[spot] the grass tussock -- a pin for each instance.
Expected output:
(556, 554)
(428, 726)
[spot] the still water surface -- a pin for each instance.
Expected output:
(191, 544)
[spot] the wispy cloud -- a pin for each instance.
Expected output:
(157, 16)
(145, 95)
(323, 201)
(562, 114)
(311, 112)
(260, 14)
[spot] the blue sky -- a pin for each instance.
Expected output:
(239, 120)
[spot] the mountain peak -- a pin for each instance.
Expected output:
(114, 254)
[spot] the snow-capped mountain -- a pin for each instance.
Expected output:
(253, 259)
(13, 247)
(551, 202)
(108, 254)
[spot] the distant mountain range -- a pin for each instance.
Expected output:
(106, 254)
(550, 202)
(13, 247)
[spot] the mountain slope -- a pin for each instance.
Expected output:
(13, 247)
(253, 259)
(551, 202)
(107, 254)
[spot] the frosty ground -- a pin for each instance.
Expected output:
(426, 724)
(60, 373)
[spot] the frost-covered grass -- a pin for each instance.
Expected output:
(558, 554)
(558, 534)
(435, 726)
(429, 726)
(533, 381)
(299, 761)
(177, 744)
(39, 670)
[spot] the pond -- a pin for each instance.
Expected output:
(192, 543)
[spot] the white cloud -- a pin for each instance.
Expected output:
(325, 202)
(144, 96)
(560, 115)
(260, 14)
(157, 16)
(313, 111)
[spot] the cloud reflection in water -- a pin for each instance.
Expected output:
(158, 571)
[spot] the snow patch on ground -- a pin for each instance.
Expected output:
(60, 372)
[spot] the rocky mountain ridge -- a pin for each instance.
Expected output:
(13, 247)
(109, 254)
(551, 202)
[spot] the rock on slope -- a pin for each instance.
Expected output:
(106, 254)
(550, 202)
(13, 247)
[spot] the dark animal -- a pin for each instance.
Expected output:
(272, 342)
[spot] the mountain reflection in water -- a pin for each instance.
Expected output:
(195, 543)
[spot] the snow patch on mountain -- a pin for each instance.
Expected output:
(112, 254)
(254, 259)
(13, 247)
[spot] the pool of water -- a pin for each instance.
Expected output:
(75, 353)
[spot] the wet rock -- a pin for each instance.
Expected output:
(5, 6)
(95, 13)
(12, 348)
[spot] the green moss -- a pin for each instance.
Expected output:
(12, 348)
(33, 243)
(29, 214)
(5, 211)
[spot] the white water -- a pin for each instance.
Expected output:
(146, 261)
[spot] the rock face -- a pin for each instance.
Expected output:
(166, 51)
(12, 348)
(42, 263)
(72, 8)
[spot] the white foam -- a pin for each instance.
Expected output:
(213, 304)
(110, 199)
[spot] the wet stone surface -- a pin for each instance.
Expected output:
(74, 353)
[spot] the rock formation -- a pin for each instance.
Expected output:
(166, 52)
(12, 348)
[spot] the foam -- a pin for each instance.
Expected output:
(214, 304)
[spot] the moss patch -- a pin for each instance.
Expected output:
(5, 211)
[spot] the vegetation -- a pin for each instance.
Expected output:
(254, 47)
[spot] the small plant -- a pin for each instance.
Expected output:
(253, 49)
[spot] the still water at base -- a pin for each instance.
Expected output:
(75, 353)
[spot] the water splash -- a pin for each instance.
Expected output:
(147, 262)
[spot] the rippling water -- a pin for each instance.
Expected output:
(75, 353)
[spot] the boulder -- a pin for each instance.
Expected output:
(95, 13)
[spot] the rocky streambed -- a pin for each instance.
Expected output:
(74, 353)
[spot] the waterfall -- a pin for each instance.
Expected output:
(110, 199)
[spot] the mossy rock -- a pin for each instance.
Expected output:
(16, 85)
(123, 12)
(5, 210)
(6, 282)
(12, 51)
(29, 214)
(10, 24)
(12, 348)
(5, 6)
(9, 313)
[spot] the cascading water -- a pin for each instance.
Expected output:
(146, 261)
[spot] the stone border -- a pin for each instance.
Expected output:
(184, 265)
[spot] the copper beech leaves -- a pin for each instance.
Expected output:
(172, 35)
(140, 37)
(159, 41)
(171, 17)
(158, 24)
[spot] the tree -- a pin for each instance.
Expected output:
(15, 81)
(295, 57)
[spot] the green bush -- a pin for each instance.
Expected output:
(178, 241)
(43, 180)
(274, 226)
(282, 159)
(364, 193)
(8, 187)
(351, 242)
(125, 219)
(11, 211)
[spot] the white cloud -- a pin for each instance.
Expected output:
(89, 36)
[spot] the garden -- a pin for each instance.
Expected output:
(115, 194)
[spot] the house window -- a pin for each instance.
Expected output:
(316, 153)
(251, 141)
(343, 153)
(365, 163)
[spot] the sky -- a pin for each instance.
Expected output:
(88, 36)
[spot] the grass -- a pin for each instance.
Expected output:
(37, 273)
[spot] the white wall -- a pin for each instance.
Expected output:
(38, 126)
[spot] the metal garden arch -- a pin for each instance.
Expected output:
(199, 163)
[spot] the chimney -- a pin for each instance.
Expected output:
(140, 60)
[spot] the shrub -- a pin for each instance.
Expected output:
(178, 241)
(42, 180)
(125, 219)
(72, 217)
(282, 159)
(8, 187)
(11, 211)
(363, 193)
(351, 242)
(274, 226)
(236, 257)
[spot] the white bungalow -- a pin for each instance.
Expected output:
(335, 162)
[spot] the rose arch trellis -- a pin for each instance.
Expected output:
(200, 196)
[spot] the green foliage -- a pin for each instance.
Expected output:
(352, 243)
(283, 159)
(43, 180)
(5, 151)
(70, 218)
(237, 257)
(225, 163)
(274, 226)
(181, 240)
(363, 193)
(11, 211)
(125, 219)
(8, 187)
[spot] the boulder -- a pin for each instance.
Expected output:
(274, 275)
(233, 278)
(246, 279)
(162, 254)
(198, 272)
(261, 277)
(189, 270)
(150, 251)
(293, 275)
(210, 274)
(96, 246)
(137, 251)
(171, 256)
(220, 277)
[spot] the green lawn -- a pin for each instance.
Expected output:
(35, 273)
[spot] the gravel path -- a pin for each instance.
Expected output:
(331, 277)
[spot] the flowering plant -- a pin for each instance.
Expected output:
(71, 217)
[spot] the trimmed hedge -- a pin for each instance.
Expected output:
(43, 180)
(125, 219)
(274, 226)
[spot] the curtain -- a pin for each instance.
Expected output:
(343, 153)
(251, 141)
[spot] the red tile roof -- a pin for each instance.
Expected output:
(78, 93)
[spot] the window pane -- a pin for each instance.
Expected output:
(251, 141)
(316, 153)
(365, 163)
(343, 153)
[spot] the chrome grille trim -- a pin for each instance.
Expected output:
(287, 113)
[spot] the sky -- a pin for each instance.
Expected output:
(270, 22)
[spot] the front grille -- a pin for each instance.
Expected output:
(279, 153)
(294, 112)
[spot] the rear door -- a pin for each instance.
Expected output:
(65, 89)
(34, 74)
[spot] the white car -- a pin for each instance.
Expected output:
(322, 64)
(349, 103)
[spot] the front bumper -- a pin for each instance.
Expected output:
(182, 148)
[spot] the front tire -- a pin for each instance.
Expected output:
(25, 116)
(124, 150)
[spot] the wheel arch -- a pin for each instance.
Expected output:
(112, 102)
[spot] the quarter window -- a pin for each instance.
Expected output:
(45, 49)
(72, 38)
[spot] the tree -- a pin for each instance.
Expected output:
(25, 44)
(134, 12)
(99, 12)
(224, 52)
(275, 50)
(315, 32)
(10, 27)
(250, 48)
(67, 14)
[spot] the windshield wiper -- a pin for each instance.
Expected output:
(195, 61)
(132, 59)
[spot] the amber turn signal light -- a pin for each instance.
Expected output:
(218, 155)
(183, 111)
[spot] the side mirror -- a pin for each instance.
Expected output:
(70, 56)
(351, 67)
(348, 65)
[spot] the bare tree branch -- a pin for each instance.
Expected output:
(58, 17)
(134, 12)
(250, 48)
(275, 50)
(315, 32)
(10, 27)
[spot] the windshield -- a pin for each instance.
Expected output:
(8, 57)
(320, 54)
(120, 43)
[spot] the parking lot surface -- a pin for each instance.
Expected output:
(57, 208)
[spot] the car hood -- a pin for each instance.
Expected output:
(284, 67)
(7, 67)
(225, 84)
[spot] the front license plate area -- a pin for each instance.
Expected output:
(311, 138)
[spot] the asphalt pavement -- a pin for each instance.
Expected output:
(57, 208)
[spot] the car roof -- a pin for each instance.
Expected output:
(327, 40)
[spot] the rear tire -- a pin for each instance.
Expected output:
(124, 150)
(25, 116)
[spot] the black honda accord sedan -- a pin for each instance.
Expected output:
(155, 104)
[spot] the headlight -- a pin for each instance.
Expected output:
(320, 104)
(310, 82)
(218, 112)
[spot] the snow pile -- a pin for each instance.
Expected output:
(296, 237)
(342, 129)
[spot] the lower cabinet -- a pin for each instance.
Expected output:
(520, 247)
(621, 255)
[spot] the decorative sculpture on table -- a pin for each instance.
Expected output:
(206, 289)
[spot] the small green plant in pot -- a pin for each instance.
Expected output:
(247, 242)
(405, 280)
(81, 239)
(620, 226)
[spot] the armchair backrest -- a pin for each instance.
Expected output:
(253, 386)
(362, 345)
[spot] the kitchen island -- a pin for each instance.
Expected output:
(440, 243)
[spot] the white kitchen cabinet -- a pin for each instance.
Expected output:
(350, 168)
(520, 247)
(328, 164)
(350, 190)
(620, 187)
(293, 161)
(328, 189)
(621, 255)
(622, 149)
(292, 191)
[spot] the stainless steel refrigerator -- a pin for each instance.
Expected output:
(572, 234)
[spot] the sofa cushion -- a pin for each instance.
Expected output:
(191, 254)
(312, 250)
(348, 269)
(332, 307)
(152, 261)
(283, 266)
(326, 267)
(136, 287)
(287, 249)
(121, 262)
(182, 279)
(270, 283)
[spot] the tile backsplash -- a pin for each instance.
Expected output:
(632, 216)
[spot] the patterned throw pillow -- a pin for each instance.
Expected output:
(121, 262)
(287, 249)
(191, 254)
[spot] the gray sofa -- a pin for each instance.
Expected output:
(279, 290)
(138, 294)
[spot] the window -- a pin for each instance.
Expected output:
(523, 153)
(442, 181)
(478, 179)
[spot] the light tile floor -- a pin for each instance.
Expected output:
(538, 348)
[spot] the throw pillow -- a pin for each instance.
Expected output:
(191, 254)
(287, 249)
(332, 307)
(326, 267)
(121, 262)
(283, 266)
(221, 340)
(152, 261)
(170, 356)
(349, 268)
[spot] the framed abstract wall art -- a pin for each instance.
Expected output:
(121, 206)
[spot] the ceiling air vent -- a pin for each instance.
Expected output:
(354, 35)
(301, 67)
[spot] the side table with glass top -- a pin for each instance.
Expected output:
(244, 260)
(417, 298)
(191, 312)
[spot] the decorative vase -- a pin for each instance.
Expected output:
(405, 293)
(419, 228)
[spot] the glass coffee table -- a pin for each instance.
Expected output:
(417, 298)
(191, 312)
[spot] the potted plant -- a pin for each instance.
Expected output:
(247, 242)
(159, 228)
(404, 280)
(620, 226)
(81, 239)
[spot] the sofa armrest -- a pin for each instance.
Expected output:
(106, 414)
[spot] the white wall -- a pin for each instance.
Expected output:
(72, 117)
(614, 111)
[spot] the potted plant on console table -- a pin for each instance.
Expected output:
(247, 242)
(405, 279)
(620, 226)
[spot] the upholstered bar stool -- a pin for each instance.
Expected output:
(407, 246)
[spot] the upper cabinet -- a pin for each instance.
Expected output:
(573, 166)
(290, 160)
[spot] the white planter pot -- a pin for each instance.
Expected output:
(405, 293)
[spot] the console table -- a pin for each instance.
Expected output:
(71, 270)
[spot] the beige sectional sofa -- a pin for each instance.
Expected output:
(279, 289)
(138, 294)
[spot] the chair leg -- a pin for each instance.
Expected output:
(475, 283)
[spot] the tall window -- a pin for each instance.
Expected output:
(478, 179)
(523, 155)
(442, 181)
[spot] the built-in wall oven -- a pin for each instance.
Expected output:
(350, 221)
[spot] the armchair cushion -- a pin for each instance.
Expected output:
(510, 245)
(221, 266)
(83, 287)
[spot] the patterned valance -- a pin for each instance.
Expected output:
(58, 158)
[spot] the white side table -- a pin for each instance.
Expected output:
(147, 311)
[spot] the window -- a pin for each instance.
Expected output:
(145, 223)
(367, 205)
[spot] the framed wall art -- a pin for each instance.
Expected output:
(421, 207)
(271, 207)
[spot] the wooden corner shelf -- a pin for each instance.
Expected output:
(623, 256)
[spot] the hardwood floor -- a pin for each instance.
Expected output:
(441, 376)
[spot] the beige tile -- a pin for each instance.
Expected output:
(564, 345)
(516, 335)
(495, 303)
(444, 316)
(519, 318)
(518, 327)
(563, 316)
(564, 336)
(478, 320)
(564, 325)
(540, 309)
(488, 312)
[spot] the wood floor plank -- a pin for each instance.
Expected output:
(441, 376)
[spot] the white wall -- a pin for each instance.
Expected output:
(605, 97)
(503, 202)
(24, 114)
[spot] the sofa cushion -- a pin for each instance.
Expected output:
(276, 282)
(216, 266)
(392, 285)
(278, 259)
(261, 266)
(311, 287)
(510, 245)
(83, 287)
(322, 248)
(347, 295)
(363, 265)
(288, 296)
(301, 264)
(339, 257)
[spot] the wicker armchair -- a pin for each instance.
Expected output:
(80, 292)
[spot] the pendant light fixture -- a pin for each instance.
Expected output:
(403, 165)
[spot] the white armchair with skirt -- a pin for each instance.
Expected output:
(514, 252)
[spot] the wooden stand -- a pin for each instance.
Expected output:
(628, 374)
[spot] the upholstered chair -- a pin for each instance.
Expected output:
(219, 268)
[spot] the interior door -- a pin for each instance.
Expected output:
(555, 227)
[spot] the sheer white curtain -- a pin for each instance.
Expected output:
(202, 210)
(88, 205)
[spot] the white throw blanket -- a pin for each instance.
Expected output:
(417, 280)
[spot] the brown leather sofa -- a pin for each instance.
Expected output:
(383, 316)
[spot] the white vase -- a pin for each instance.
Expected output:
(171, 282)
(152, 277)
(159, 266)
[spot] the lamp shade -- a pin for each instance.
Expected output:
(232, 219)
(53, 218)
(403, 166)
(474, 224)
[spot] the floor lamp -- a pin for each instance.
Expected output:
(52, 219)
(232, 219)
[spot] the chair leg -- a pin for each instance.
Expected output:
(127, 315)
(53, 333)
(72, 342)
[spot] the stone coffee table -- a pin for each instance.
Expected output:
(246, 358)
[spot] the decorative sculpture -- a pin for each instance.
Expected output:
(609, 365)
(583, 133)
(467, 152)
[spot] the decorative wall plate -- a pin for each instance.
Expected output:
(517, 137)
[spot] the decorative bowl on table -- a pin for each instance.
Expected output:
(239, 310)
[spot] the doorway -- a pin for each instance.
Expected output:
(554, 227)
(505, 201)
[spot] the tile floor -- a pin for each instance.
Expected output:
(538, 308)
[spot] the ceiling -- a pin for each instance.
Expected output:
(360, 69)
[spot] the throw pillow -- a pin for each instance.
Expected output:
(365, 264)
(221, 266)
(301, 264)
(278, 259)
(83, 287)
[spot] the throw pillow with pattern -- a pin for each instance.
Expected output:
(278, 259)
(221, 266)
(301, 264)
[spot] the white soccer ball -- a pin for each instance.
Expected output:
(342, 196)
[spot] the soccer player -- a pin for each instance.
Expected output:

******************************

Stated problem:
Using the records above, please retype only the run of lines from the line holding "[spot] the white armchair" through the last line, both ends included.

Expected output:
[spot] the white armchair with skirt -- a pin for each instance.
Expected output:
(514, 252)
[spot] the wooden stand -- a pin for each instance.
Expected output:
(628, 374)
[spot] the upholstered chair -- a pin for each instance.
Expected output:
(219, 268)
[spot] the interior door -- a pin for each instance.
Expected output:
(555, 227)
[spot] the sheer white curtain -- a pin for each instance.
Expected output:
(202, 210)
(88, 205)
[spot] the white throw blanket -- a pin for each instance.
Expected output:
(417, 280)
[spot] the brown leather sofa -- a pin for each instance.
Expected output:
(383, 316)
[spot] the white vase -- a pin for each instance.
Expected output:
(171, 282)
(152, 277)
(159, 266)
[spot] the lamp shade -- a pin for each instance.
Expected output:
(232, 219)
(53, 218)
(403, 166)
(474, 224)
[spot] the floor lamp -- a pin for each instance.
Expected output:
(52, 219)
(232, 219)
[spot] the chair leg -- a pin for each instance.
Expected output:
(127, 315)
(53, 333)
(72, 342)
[spot] the stone coffee table -- a pin for each instance.
Expected output:
(246, 358)
[spot] the decorative sculpture -- a pin for each instance.
Expected output:
(609, 365)
(583, 133)
(467, 152)
[spot] the decorative wall plate -- a pin for each instance.
Expected output:
(517, 137)
[spot] the decorative bowl on table -- a pin for each instance.
Expected output:
(239, 310)
[spot] the doorway -- a pin for each instance.
Expected output:
(554, 227)
(505, 201)
[spot] the tile floor -- a pin for each instance.
Expected output:
(538, 308)
[spot] the ceiling -- a pin for each instance.
Expected output:
(360, 69)
[spot] the throw pillow -- a pin for each instance.
Expected output:
(365, 264)
(221, 266)
(301, 264)
(278, 259)
(83, 287)
[spot] the throw pillow with pattern -- a pin for each instance.
Expected output:
(278, 259)
(221, 266)
(301, 264)
[spot] the white soccer ball -- a pin for each instance.
Expected output:
(342, 196)
[spot] the soccer player -- a pin for each instance.
Expected output:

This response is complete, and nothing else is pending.